COMPITO ASSEGNATO 1 — Restituisca ogni riga delle voci che contiene la stringa "side". Tenga conto della distinzione tra maiuscole e minuscole.

BRANO DA LEGGERE —
========
Il Cardinal Ravasi e i massoni: il dialogo tra Chiesa e Loggia non parte da zero

In poche settimane si sono susseguiti, intrecciandosi, intrecciati tre eventi che hanno riportato la Massoneria italiana al centro dei “media”. Il 26 gennaio 2016 si è svolto a San Remo l’incontro pubblico tra i Grandi Maestri della Gran Loggia d’Italia (GLdI), Antonio Binni, e del Grande Oriente d’Italia (GOdI), Stefano Bisi, con una presenza di pubblico ampiamente superiore alle previsioni. (1) Quindici giorni dopo, “Il Sole-24 Ore” ha pubblicato con rilievo l’articolo di Roberto Galullo, “La massoneria marcia verso la loggia unica”, con riferimento a presunti accordi tra il GOdI e la Gran Loggia Regolare d’Italia (GLRI), sotto il maglietto del dott. Fabio Venzi, in vista del riconoscimento del GOdI da parte della Gran Loggia Unita d’Inghilterra: “annuncio”  subito (quanto invano) smentito sia dal Gran Maestro Bisi, sia dall’avv. Giuseppe Bentivegna in qualità di legale rappresentante della GLRI con nota comparsa nel  “Sole-24 Ore” il 14 febbraio. Lo stesso giorno, nel supplemento domenicale il quotidiano della Confindustria, da anni silente sul tema, ha pubblicato “Cari fratelli massoni” del cardinale Gianfranco Ravasi (2).
========
COMPITO ASSEGNATO 2 — Secondo il brano, in quale città si è svolto il 26 gennaio 2016 l'incontro pubblico tra i Grandi Maestri della GLdI e del GOdI?

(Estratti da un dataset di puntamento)
========
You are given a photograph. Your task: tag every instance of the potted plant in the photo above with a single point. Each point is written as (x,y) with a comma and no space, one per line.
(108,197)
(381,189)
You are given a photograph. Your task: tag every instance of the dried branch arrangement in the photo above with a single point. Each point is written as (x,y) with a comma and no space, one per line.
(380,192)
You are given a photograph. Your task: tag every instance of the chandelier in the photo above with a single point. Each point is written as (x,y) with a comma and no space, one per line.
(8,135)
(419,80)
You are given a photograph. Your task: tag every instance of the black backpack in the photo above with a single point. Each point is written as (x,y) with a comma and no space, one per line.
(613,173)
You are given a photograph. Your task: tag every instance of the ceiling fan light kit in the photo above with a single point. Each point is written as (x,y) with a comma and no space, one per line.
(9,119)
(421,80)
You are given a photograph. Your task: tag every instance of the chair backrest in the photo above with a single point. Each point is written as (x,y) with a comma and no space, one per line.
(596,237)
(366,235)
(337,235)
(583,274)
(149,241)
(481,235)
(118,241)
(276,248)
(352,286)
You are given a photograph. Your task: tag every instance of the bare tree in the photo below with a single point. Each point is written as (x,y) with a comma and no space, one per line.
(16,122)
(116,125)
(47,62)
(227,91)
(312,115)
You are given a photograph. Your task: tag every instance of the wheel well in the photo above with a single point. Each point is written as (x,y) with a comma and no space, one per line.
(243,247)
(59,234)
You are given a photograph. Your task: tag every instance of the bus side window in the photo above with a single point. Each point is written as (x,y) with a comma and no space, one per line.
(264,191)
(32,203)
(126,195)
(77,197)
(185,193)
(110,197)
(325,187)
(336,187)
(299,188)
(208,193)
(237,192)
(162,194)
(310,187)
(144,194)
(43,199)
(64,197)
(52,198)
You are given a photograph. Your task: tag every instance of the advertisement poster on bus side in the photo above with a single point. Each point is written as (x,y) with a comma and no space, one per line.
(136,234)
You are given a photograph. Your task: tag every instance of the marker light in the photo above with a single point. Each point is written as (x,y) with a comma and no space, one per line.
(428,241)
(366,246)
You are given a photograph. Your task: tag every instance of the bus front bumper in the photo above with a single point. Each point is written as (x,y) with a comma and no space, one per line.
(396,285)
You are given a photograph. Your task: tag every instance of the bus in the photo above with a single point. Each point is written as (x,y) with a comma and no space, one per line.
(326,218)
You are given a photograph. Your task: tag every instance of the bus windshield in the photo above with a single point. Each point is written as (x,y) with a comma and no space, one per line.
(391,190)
========
RISPOSTA CORRETTA 1 —
You are given a photograph. Your task: tag every instance of the bus side window in the photo above with a single point. Each point is written as (x,y) with a comma and no space, one per line.
You are given a photograph. Your task: tag every instance of the advertisement poster on bus side in the photo above with a single point. Each point is written as (x,y) with a comma and no space, one per line.

RISPOSTA CORRETTA 2 — A San Remo.